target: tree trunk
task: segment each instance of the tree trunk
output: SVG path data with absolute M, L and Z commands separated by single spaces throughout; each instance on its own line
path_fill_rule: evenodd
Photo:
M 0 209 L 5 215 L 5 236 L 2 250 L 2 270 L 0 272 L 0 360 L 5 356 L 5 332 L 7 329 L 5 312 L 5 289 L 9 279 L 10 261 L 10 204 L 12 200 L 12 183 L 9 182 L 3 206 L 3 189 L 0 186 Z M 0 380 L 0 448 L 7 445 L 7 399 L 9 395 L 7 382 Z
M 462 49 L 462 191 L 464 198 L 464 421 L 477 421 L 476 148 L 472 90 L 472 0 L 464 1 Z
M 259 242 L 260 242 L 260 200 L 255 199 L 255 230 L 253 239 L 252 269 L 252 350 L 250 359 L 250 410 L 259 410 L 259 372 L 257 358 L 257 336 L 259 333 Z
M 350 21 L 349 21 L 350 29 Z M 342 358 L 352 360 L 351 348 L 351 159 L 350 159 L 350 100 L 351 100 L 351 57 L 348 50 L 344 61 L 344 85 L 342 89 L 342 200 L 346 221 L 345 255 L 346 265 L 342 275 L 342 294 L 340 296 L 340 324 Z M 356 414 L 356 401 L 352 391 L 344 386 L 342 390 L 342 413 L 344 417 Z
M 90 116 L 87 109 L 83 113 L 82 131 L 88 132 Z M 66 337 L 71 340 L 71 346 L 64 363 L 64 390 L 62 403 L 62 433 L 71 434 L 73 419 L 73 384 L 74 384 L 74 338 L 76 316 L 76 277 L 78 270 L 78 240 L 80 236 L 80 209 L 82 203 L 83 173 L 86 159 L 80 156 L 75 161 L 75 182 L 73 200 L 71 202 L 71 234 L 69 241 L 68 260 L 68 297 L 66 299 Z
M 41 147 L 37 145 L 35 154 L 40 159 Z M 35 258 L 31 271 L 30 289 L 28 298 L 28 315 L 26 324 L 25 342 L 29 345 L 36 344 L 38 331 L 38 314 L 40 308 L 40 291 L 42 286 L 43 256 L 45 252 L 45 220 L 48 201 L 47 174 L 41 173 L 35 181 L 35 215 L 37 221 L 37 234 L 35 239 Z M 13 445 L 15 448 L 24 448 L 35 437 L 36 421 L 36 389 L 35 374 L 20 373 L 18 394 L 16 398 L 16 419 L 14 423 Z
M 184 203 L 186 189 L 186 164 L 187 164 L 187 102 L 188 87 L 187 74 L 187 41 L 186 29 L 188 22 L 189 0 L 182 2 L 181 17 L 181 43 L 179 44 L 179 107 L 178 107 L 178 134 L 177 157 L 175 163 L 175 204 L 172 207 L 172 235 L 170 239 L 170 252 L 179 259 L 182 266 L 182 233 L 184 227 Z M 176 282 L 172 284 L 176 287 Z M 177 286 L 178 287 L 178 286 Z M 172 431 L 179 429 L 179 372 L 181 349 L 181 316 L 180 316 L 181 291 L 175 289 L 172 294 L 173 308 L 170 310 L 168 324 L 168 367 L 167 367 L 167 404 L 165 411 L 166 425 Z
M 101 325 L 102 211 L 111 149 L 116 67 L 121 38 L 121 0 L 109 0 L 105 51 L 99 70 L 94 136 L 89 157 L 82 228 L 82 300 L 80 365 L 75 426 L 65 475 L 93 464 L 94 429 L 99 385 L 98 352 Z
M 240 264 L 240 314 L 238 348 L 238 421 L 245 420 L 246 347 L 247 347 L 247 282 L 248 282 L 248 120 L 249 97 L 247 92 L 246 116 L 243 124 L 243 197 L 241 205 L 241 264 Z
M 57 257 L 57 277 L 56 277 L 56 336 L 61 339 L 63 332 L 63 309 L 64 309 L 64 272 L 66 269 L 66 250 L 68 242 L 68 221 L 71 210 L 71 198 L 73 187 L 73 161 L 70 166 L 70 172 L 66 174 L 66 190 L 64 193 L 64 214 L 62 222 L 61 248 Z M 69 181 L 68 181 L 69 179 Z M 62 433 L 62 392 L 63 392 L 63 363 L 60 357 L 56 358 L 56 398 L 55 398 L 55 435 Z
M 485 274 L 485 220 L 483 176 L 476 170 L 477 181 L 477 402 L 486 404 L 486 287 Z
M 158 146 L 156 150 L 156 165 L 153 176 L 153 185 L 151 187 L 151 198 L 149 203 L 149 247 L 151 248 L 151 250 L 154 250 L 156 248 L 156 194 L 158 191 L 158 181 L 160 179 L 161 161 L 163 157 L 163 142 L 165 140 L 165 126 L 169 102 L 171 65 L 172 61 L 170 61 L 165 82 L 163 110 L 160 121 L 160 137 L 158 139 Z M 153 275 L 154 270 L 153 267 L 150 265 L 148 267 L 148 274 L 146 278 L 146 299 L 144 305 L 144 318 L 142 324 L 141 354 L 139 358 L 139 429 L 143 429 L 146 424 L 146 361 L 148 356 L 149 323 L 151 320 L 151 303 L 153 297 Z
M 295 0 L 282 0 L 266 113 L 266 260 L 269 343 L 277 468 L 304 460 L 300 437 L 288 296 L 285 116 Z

..........

*WHAT IS NEEDED*.
Reproduce the lines above, beginning at the line with "output: SVG path" and stopping after the line with "path_fill_rule: evenodd", exactly as they are.

*EXERCISE OUTPUT*.
output: SVG path data with absolute M, L and Z commands separated by single spaces throughout; each instance on its own line
path_fill_rule: evenodd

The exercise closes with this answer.